§ **EXERCISE DETAILS**
Line by line, set down the records exactly as they appear below.

§ **DATA SECTION**
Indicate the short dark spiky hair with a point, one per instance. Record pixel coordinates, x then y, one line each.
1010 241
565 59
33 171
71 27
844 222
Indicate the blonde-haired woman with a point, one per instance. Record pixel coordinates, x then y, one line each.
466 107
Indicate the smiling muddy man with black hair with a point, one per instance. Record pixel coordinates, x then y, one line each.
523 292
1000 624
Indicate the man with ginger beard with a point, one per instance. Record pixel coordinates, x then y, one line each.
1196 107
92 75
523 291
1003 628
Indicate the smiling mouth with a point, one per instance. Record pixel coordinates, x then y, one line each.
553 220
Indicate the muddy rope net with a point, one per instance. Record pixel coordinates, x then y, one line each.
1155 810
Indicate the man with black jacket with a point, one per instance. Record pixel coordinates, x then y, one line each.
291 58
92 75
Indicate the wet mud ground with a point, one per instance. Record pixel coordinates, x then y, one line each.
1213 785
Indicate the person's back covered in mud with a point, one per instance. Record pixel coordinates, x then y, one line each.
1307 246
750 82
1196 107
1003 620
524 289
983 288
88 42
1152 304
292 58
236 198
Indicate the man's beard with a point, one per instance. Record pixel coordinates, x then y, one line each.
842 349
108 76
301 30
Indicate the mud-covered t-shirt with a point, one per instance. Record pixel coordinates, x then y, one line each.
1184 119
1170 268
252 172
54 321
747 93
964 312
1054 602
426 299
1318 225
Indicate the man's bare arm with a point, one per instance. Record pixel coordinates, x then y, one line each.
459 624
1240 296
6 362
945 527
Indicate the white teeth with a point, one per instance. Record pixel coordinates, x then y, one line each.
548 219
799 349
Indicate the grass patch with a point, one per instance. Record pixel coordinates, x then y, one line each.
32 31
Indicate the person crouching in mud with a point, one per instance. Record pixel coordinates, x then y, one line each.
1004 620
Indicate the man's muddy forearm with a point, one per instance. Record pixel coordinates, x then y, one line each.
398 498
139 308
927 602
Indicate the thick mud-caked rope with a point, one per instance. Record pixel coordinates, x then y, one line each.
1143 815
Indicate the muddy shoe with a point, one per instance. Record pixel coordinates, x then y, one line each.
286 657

§ **WRITTEN SOLUTION**
Indicate the short dark spiky hair with a point, one per instance. Record pixel coordinates, x then y, one line each.
1010 241
565 59
33 171
71 27
844 222
Indicate the blonde-haired woman with a point, one per instance. Record pixel coordinates, x then y, one line each.
466 107
Indicate the smiling muddy man with black hair with a point, one per instance. Record pixel coordinates, x then y, one line each.
523 292
1000 624
Indicate the man with ginger beard with a point, one per instance. Record pixel coordinates, x then y, one line each.
1196 107
92 75
523 291
1003 628
Indicate the smiling mouth with a point, one per instance. Record pixel coordinates, x then y, one line each.
553 220
Indicate the muddy rope net with a point, one per instance. Record pixel coordinates, x then y, one line each.
1155 810
Indicate the man with black jacket with a point, one per instance. Record pixel coordinates, x then y, one line each.
291 58
92 75
Indicate the wet mud ground with a point, one per instance. Record pixel coordinates, x then y, one line each.
1213 785
Indicate the person's back covered in mud with a point, one per instance. Record pixel coordinates, x then y, one line each.
1307 246
750 82
1196 107
1003 620
524 289
983 288
88 42
1152 304
292 58
236 198
Indicate the man's beard with a point, one per instance. Record pixel coordinates, x then y, one line each.
842 349
108 76
301 30
Indicate the mud-covered t-shirt with a point, one per instance. Record pixel coordinates, x then y, one line each.
1184 119
1170 268
252 172
54 321
747 93
964 312
1054 602
426 299
1318 225
Indicate the man's bare arm with a point, one per instance. Record pixel coordinates, x then y, one line each.
459 624
1240 296
6 362
945 527
Indicate the white teeth with a point, one per instance. Record pixel coordinates, x then y, one line each.
548 219
799 349
Indicate the grass patch with a point, one per instance. Record pixel coordinates, x then y, one line each.
32 31
Indicate the person crouching in mud with a point, one per instance. Record pixel coordinates, x then y, one line each.
1004 620
Indicate the man's muddy forearm with a point, one per instance. Record pixel coordinates, x then y, one line each.
398 498
139 308
927 602
Indicate the thick mud-caked rope with a point, one per instance. Record pixel coordinates, x then y, one line each.
1143 815
Indicate the muddy shoe with a point, one per instance. Record pixel coordinates, x then y, one line each.
286 657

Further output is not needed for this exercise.